Exercise brief: Put the lines of the items below into a Markdown table with the columns "Row" and "Line", numbering each row. Start with the line that contains "As a warehouse robot's perception module, locate leafy", include every line through the end of the items, and skip blank lines.

Source data
--- begin ---

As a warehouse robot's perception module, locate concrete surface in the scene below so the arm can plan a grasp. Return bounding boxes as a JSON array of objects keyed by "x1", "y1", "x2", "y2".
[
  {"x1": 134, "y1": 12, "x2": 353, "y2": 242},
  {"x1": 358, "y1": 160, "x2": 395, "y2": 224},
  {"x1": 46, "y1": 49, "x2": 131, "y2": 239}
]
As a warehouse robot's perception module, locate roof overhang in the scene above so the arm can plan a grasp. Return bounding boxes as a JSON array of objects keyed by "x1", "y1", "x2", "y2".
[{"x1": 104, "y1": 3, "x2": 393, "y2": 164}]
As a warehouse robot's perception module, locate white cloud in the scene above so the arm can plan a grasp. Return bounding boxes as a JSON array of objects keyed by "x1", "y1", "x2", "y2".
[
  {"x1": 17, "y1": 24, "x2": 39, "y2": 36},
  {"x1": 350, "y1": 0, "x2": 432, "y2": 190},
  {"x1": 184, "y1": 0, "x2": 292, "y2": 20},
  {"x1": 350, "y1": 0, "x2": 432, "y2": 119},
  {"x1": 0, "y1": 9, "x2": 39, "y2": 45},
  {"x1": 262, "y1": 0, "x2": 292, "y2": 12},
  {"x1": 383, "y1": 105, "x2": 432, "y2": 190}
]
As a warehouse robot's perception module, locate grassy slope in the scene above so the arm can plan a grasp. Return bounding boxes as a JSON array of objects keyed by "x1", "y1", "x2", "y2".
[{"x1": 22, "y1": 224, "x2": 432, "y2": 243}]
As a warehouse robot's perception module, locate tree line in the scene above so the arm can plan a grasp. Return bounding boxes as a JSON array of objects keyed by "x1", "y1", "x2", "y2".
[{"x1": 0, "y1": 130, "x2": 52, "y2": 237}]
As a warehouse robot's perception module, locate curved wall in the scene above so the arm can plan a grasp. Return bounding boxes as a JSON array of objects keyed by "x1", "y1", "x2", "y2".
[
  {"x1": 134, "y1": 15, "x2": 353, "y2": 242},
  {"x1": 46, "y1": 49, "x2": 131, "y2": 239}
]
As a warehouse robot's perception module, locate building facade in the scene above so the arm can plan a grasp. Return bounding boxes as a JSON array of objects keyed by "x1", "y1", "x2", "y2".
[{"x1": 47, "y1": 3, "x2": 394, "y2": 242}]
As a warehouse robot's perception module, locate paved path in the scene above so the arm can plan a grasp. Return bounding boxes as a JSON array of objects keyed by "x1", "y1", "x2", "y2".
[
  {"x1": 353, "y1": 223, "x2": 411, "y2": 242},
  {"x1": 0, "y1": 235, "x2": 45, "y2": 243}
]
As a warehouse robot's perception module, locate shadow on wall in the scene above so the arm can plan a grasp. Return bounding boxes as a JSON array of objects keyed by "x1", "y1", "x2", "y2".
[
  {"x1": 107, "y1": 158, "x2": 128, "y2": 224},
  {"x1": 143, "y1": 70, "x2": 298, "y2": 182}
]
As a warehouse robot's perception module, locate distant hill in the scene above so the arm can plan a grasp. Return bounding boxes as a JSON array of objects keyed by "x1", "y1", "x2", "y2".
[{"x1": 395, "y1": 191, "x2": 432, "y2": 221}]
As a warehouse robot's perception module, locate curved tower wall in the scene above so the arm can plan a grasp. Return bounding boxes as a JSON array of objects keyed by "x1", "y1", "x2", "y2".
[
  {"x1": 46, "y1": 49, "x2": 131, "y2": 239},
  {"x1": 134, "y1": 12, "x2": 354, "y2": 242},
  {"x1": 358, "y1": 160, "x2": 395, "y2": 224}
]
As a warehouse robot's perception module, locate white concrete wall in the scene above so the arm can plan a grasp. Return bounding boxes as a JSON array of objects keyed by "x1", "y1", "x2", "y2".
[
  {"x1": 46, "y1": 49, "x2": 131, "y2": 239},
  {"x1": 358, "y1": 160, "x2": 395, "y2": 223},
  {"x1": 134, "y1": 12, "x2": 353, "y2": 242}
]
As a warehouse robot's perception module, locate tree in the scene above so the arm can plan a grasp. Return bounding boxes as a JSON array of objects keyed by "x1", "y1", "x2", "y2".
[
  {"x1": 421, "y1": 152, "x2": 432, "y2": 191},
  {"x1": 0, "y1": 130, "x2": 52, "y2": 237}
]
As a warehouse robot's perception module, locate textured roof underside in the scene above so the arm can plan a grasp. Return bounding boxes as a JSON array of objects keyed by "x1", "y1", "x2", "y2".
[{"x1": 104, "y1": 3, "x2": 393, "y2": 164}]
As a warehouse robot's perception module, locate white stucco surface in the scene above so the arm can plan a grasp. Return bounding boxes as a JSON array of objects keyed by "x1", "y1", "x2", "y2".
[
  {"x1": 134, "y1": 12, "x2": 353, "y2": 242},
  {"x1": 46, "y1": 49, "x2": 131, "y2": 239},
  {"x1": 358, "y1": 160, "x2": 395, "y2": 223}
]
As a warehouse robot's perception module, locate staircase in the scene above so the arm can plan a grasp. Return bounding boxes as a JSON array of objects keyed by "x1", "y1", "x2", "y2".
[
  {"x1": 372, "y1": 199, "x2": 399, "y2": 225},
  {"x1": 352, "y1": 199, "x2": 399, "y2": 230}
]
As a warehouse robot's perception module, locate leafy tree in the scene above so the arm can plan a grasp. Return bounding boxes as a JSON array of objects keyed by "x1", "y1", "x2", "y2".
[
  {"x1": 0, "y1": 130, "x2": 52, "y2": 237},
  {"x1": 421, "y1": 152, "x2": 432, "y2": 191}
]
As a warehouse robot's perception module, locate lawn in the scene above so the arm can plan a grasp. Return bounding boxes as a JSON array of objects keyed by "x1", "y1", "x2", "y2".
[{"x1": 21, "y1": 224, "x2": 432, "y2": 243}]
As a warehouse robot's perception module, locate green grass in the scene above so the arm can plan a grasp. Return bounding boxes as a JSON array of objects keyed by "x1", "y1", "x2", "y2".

--- end ---

Task result:
| Row | Line |
|---|---|
| 1 | As a warehouse robot's perception module, locate leafy tree in the scene above so the arm can plan a grasp. Return bounding boxes as a JSON array of objects keyed by "x1", "y1", "x2", "y2". |
| 2 | [ |
| 3 |   {"x1": 0, "y1": 130, "x2": 52, "y2": 237}, |
| 4 |   {"x1": 421, "y1": 152, "x2": 432, "y2": 191} |
| 5 | ] |
| 6 | As a warehouse robot's perception module, locate lawn in the scene above so the arm can plan a grasp. Return bounding boxes as a JSON array of objects keyed by "x1", "y1", "x2", "y2". |
| 7 | [{"x1": 21, "y1": 224, "x2": 432, "y2": 243}] |
| 8 | As a warehouse robot's perception module, locate green grass in the scene above so the arm can plan a grasp. Return bounding boxes as a JSON array of objects keyed by "x1", "y1", "x2", "y2". |